### Texte source
----

Légion d’honneur et clientélisme : le cas d’école Gérald Darmanin

Mediapart a passé au crible l’ensemble des décorations attribuées par Gérald Darmanin dans ses différentes fonctions gouvernementales depuis 2017. Les résultats sont sans appel : 84 % des élus décorés appartiennent au camp politique du ministre.

Antton Rouget et Jules Xénard

La liste des fidèles du président est interminable. En décorant un nombre impressionnant de proches d’Emmanuel Macron (ses anciens ministres Éric Dupond-Moretti, Bruno Le Maire, Stanislas Guerini, Charlotte Caubel, Fadila Khattabi, Adrien Taquet, Olivier Véran, Joël Giraud, Sabrina Agresti-Roubache, Jacques Mézard,  Dominique Faure, ou son conseiller Alexis Kohler et son lieutenant Jean-Marc Borello), la dernière promotion du 14 Juillet de la Légion d’honneur relance une nouvelle fois le débat sur les conditions d’attribution de la plus haute distinction française, dont la perception « dégradée » inquiète jusqu’à l’Élysée.

Le chef de l’État en personne avait fait part de sa crainte que les décorations « soient perçues comme le signe d’un entre-soi de personnes riches, puissantes, d’un monde très parisien de la politique, des affaires, de la communication, auquel les citoyens n’ont pas accès », comme l’avait relaté le général François Lecointre devant l’Assemblée nationale en mars 2024, un an après sa nomination à la tête de la grande chancellerie de la Légion d’honneur.

Cette perception ne repose pas seulement sur quelques nominations emblématiques, incarnations du népotisme et du copinage, mais sur une tendance beaucoup plus lourde, ainsi qu’a pu le retracer Mediapart en examinant l’ensemble des décorations attribuées par Gérald Darmanin depuis 2017. L’actuel garde des Sceaux est l’un des rares ministres à avoir exercé des fonctions gouvernementales de manière quasi ininterrompue depuis la première élection d’Emmanuel Macron.

----

### Données fournies
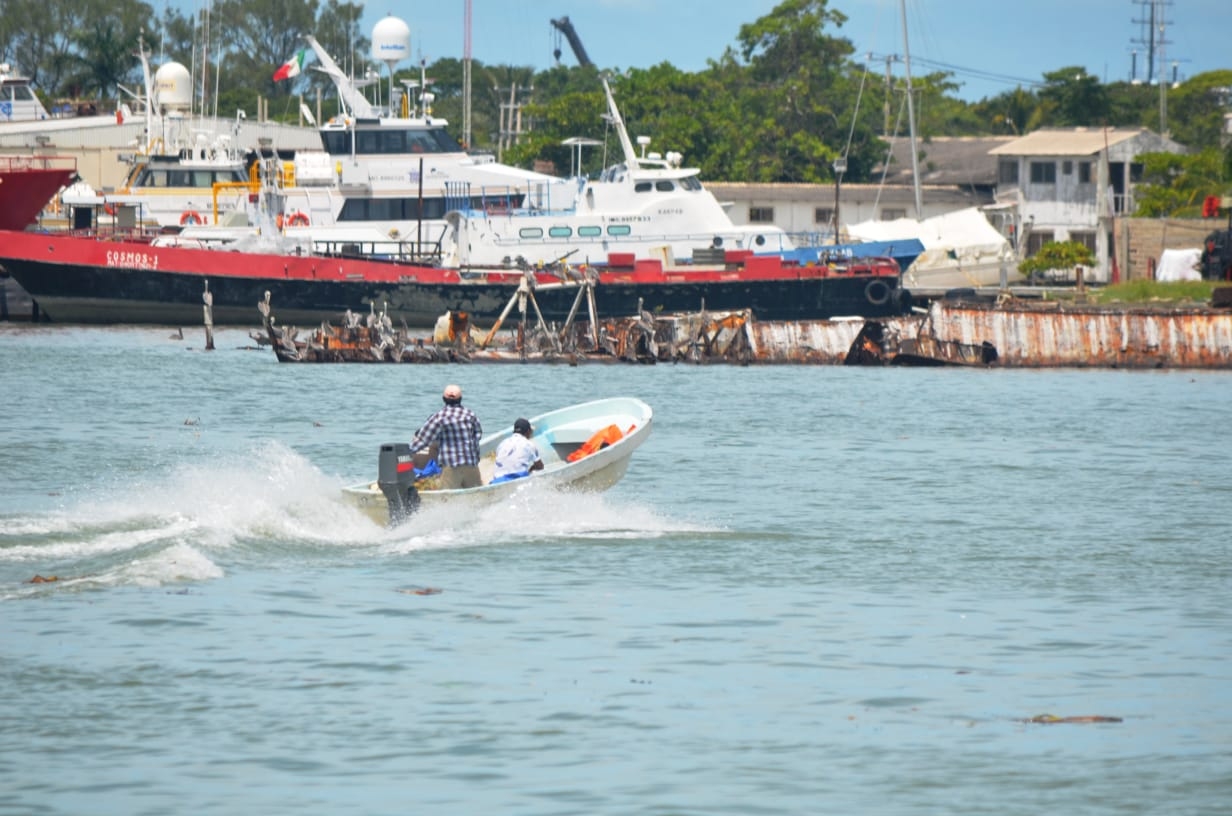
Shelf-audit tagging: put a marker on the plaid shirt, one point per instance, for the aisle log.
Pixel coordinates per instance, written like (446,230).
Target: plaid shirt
(457,430)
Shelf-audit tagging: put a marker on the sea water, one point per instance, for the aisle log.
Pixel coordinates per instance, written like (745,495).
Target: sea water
(817,589)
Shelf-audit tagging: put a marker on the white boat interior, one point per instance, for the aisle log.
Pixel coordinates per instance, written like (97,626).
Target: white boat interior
(558,435)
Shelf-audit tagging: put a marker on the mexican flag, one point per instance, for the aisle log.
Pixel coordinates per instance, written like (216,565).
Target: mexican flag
(292,67)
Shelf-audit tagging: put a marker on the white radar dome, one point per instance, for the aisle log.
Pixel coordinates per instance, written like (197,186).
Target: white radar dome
(173,86)
(391,41)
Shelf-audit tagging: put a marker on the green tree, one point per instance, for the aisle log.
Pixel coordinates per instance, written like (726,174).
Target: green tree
(256,37)
(1174,184)
(1071,97)
(1198,106)
(1057,255)
(107,46)
(38,36)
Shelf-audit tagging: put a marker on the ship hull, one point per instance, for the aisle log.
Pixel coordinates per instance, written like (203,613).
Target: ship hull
(84,280)
(27,184)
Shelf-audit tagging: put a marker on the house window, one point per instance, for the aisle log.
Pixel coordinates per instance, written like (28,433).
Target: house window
(1044,173)
(1036,240)
(1084,238)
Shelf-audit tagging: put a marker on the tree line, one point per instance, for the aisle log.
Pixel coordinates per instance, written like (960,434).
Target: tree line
(779,106)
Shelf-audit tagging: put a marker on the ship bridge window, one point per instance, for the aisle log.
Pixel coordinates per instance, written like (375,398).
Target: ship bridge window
(445,143)
(377,141)
(385,208)
(391,210)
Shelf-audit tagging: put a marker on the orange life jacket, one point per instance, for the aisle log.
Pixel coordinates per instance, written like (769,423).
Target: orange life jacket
(604,438)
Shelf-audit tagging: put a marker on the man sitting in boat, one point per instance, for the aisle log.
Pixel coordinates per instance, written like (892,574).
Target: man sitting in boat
(457,432)
(518,455)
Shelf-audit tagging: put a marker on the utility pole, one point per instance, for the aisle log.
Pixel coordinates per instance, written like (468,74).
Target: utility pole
(510,118)
(466,75)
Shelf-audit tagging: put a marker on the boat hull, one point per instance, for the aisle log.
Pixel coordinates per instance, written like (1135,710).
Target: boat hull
(84,280)
(27,184)
(557,434)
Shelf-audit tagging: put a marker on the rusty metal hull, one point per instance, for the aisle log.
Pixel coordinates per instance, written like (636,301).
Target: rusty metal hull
(1074,335)
(1012,334)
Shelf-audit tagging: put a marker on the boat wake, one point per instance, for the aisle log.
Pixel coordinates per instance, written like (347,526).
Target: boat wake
(200,520)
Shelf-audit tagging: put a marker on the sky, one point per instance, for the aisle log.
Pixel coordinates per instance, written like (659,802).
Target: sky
(991,47)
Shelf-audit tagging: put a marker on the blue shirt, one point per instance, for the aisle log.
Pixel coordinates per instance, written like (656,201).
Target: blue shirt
(514,457)
(457,430)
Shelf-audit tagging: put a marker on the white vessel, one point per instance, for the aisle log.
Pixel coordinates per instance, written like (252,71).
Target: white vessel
(646,206)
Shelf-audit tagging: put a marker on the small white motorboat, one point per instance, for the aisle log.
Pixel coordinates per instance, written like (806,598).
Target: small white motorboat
(583,448)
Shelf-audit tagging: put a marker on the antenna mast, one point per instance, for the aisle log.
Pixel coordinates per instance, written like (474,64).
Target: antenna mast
(466,75)
(911,115)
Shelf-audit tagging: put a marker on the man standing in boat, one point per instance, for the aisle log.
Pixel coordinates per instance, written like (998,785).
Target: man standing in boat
(518,455)
(457,432)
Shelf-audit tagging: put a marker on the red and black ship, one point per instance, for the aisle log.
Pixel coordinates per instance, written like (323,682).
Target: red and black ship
(117,280)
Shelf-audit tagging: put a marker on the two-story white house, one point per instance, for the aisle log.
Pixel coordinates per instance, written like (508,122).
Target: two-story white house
(1068,184)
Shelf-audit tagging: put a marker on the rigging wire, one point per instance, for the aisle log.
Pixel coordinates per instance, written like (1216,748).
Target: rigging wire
(855,114)
(890,153)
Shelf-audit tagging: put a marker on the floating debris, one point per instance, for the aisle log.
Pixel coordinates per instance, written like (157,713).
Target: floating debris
(1050,719)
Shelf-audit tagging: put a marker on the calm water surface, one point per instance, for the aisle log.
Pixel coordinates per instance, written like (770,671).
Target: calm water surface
(817,591)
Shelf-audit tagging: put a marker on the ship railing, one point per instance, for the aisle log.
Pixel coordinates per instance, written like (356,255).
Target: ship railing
(19,163)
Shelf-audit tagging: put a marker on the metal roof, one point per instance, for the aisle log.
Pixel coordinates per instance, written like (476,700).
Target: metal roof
(1074,141)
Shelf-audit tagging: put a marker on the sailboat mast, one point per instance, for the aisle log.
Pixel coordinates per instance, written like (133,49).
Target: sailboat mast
(911,115)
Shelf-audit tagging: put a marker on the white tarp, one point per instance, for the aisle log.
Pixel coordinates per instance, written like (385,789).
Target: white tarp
(960,229)
(1179,265)
(960,248)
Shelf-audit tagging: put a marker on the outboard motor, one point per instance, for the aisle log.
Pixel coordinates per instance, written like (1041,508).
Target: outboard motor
(396,477)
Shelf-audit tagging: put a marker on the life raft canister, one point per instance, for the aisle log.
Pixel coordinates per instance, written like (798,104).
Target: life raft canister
(609,435)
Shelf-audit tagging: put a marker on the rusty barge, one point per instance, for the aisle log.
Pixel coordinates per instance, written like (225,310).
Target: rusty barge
(1007,333)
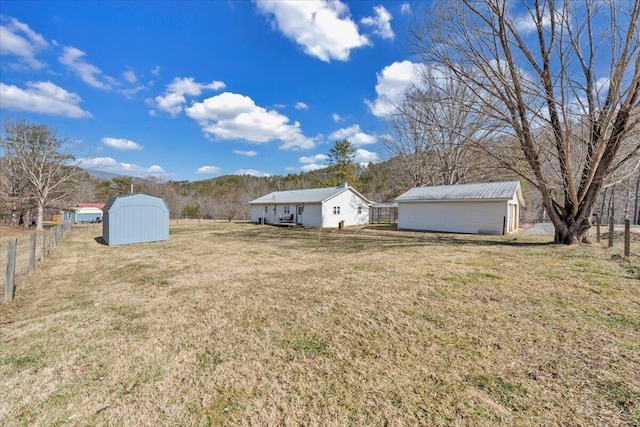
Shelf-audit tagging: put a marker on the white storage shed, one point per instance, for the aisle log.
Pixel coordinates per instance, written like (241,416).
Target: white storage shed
(135,218)
(480,208)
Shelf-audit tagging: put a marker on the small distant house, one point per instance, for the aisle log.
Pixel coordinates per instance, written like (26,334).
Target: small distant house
(135,218)
(83,212)
(317,207)
(481,208)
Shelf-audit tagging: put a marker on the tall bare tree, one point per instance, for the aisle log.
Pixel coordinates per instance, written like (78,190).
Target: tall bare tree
(562,78)
(433,129)
(42,159)
(14,187)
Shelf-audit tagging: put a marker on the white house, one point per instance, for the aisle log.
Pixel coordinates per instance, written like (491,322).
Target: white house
(317,207)
(481,208)
(83,212)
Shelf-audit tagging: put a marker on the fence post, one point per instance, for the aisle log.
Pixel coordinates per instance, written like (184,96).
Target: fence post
(42,246)
(627,238)
(32,253)
(611,231)
(10,288)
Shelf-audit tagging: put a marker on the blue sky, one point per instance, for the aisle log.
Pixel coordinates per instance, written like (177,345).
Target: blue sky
(193,90)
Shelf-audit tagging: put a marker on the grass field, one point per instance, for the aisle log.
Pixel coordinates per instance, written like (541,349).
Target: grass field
(236,324)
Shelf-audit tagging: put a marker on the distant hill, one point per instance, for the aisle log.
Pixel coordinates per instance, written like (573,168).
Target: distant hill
(95,174)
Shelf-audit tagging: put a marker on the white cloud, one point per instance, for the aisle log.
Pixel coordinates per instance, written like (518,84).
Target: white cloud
(16,38)
(90,74)
(251,172)
(336,118)
(128,93)
(174,97)
(323,28)
(130,76)
(312,167)
(249,153)
(42,97)
(381,22)
(121,144)
(314,162)
(108,164)
(233,116)
(354,135)
(207,170)
(314,159)
(365,157)
(393,81)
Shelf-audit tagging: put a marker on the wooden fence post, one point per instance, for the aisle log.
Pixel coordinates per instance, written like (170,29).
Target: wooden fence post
(611,231)
(627,238)
(42,246)
(10,288)
(32,253)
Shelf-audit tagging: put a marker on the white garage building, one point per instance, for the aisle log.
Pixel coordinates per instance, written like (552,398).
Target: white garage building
(481,208)
(315,207)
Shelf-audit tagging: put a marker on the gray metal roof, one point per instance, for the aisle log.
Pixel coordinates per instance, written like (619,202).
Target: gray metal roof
(313,195)
(477,191)
(385,205)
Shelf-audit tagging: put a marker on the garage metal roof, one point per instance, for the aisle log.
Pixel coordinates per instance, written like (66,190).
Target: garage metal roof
(477,191)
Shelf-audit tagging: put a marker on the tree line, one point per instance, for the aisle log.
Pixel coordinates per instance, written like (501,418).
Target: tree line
(542,91)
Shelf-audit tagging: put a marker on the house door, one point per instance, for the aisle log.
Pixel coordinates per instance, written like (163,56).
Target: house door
(299,210)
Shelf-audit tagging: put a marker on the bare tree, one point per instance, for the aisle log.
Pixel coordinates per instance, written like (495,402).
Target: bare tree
(434,127)
(42,159)
(562,79)
(14,187)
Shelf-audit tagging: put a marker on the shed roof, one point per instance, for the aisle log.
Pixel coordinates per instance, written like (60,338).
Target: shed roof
(111,201)
(476,191)
(313,195)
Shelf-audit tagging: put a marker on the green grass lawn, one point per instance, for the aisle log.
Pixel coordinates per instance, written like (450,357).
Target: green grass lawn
(236,324)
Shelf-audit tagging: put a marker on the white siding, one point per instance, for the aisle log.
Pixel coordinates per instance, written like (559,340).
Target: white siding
(348,203)
(456,217)
(257,212)
(312,215)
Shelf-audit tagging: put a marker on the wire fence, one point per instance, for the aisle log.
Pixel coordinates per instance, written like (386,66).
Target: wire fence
(20,256)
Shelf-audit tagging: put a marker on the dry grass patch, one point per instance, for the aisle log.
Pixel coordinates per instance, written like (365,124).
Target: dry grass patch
(235,324)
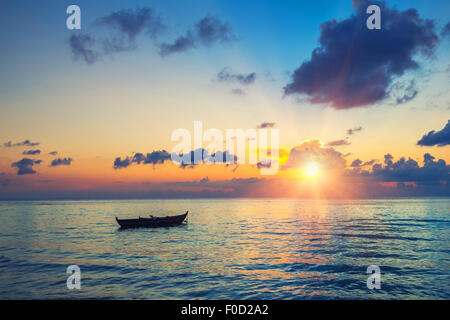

----

### Consigne
Poursuivez l’article sur la Légion d’honneur et les décorations attribuées par Gérald Darmanin, en partant de sa dernière phrase.

### Réponse
Gérald Darmanin remettant des décorations à plusieurs récipiendaires. © Photomontage Sébastien Calvet / Mediapart

Ministre des comptes publics (2017-2020) et de l’intérieur (2020-2024) avant d’atterrir à la justice, l’ancien porte-parole de Nicolas Sarkozy est à l’origine de l’attribution de 2 487 décorations – Légion d’honneur et ordre national du Mérite – sur ses différents contingents ministériels. Comme le prévoit le règlement de la Légion d’honneur, chaque ministère possède un nombre prédéterminé de décorations à proposer – les candidatures sont ensuite validées par le conseil de l’ordre de la grande chancellerie – pour mettre en valeur des personnalités censées être en lien avec son domaine d’attribution.

« L’ordre de la Légion d’honneur réunit tous ceux qui peuvent se prévaloir d’actions de grande valeur forgées par leurs mérites éminents, à travers leurs parcours professionnel et extraprofessionnel, leurs qualités personnelles et leurs résultats. Elle forme ainsi l’élite vivante de la nation », rappellent régulièrement les autorités. Pourtant, de nombreuses décorations attribuées par le ministre Darmanin répondent à d’autres impératifs – d’ordre personnel, clientéliste et partisan, notamment – que les intérêts nationaux, comme le montre l’analyse de ses dossiers depuis 2017. Contacté par Mediapart, Gérald Darmanin n’a pas répondu à nos questions (voir en boîte noire).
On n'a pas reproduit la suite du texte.